• **Work to be completed**:
Where the listing below has a line containing "Please put a marker on the small rock", output that line and all lines after it, verbatim, and no others.

• **Data to use**:
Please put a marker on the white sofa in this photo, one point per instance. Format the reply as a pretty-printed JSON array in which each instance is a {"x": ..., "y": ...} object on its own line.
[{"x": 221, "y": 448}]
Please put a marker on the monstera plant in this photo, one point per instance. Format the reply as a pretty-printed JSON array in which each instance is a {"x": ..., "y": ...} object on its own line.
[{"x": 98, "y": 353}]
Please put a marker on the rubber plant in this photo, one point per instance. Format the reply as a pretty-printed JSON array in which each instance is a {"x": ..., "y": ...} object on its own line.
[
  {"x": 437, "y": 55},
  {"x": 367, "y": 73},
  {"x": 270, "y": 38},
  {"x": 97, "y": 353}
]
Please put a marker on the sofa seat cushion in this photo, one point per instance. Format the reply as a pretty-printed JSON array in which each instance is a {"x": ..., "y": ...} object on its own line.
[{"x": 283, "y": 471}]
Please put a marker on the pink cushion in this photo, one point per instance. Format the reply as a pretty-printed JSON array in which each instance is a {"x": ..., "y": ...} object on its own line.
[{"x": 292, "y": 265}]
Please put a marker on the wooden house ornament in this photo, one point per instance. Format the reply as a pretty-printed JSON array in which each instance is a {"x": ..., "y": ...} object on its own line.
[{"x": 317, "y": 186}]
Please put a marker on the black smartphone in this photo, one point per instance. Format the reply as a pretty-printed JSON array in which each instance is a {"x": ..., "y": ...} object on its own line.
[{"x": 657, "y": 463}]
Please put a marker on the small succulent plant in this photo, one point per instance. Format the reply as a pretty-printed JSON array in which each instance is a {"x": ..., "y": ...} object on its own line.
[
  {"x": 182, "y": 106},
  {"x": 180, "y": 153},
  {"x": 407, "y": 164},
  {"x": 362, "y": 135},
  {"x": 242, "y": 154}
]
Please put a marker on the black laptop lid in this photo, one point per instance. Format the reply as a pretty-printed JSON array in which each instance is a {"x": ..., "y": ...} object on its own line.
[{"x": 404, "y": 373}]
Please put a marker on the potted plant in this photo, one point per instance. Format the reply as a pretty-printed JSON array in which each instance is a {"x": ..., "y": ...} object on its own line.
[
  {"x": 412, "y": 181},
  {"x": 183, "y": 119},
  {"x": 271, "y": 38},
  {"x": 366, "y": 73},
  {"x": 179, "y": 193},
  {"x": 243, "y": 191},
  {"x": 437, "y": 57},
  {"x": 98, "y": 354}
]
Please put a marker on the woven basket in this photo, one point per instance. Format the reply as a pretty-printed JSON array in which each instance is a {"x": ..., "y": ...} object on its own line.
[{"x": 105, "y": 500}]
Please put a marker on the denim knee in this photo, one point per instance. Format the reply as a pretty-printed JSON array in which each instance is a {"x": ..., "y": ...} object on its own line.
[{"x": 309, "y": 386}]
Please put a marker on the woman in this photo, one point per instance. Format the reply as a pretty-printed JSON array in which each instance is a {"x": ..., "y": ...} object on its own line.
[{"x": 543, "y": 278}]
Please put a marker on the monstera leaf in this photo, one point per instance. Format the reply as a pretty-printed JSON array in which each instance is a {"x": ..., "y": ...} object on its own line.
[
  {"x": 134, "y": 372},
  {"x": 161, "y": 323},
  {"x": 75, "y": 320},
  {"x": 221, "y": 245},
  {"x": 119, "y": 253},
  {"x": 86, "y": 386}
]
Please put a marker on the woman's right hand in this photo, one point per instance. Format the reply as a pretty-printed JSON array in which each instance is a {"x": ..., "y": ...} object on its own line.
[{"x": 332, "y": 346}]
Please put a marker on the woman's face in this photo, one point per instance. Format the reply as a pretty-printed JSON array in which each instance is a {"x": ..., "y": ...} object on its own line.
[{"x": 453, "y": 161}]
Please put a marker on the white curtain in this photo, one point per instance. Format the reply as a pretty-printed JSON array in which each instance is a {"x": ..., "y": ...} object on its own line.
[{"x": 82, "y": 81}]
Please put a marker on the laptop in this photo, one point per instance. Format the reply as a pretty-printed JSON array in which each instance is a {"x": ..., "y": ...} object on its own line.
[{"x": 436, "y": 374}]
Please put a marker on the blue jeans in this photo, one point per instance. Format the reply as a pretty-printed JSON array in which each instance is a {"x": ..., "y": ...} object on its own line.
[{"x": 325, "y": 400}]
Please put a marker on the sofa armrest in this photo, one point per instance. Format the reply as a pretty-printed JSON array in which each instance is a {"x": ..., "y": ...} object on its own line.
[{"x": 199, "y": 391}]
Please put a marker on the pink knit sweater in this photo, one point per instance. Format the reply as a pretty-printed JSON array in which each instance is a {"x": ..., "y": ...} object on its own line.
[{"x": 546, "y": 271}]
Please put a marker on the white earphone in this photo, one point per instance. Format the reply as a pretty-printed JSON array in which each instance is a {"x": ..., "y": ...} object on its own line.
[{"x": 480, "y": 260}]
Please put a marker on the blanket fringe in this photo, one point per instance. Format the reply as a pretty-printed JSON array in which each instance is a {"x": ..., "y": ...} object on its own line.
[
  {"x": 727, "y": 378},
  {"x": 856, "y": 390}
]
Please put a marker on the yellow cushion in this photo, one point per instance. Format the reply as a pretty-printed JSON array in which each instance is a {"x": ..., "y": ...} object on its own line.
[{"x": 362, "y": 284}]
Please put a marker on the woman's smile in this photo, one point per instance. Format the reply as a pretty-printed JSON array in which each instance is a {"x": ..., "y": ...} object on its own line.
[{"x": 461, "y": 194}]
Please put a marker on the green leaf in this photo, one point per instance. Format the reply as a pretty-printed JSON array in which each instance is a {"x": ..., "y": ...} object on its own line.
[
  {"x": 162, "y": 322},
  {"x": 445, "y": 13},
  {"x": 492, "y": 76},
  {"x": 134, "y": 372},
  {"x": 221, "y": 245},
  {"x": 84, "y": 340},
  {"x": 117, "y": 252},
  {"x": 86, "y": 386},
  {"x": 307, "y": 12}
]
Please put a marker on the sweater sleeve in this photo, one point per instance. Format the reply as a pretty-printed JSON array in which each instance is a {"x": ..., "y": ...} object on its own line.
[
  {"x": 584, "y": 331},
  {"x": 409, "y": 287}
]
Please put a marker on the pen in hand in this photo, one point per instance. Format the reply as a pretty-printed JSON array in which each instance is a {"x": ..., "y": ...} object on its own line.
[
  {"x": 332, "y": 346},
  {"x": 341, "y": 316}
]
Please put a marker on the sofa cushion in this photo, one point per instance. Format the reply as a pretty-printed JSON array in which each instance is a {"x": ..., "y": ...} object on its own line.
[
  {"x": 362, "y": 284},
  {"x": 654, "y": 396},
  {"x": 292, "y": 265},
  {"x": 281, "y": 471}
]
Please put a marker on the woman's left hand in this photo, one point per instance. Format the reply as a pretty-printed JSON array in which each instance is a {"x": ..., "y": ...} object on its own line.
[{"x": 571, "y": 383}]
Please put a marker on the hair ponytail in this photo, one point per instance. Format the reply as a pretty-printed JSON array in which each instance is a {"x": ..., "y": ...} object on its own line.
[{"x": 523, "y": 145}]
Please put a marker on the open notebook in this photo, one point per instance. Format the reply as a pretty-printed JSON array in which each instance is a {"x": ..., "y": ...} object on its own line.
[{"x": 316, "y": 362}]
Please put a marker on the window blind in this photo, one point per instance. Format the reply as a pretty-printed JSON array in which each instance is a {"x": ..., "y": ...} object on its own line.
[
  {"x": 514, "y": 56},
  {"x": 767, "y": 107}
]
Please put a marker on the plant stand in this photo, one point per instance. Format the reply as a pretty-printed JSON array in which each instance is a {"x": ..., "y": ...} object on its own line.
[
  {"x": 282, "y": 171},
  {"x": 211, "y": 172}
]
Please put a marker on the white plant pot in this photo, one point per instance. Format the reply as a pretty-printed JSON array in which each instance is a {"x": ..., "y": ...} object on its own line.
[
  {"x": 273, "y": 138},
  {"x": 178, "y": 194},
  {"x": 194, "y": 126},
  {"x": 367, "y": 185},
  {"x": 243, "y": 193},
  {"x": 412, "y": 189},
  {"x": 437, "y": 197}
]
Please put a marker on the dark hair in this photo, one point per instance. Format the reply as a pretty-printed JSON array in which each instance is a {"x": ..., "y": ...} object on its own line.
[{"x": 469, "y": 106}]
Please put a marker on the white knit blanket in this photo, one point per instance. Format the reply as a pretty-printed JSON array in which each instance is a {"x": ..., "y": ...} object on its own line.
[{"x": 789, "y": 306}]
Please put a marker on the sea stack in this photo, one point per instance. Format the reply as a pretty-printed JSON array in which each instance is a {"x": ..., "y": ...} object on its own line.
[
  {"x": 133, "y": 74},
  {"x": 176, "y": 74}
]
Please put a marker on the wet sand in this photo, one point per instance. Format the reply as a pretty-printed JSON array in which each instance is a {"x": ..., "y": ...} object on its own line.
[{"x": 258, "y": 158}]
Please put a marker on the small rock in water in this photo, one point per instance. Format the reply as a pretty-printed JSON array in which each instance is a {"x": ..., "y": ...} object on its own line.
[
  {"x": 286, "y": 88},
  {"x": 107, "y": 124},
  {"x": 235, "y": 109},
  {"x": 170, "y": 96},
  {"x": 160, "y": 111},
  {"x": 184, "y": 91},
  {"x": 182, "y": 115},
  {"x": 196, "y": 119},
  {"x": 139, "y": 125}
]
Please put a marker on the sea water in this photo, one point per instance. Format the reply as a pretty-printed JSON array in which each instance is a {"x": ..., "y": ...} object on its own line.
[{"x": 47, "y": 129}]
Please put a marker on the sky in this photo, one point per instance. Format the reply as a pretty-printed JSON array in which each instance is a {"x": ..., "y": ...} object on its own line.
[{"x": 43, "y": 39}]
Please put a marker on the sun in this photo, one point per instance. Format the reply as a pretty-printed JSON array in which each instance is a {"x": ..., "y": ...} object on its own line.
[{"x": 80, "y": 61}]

• **Completed task**:
Please put a marker on the small rock in water in this photo, one point per instance. Format the reply as a pretty-printed JSON array in which each instance is a {"x": ..., "y": ...} object on its own line.
[
  {"x": 286, "y": 88},
  {"x": 107, "y": 124},
  {"x": 235, "y": 109},
  {"x": 170, "y": 96},
  {"x": 160, "y": 111},
  {"x": 184, "y": 91},
  {"x": 182, "y": 115},
  {"x": 196, "y": 119},
  {"x": 139, "y": 125}
]
Please put a marker on the sea water in this photo, one point per instance. Format the reply as a pretty-printed JSON array in which each instance is a {"x": ..., "y": ...} object on its own line.
[{"x": 47, "y": 129}]
Please put a marker on the sky in this photo, one point per instance. Format the reply as a pretty-printed JSON array in which each instance is a {"x": ..., "y": ...} object on its own line.
[{"x": 43, "y": 39}]
Please put a marker on the sun in this photo, one point per instance. Format the reply as a pretty-printed JSON array in which each instance is a {"x": ..., "y": ...} object on its own line.
[{"x": 80, "y": 61}]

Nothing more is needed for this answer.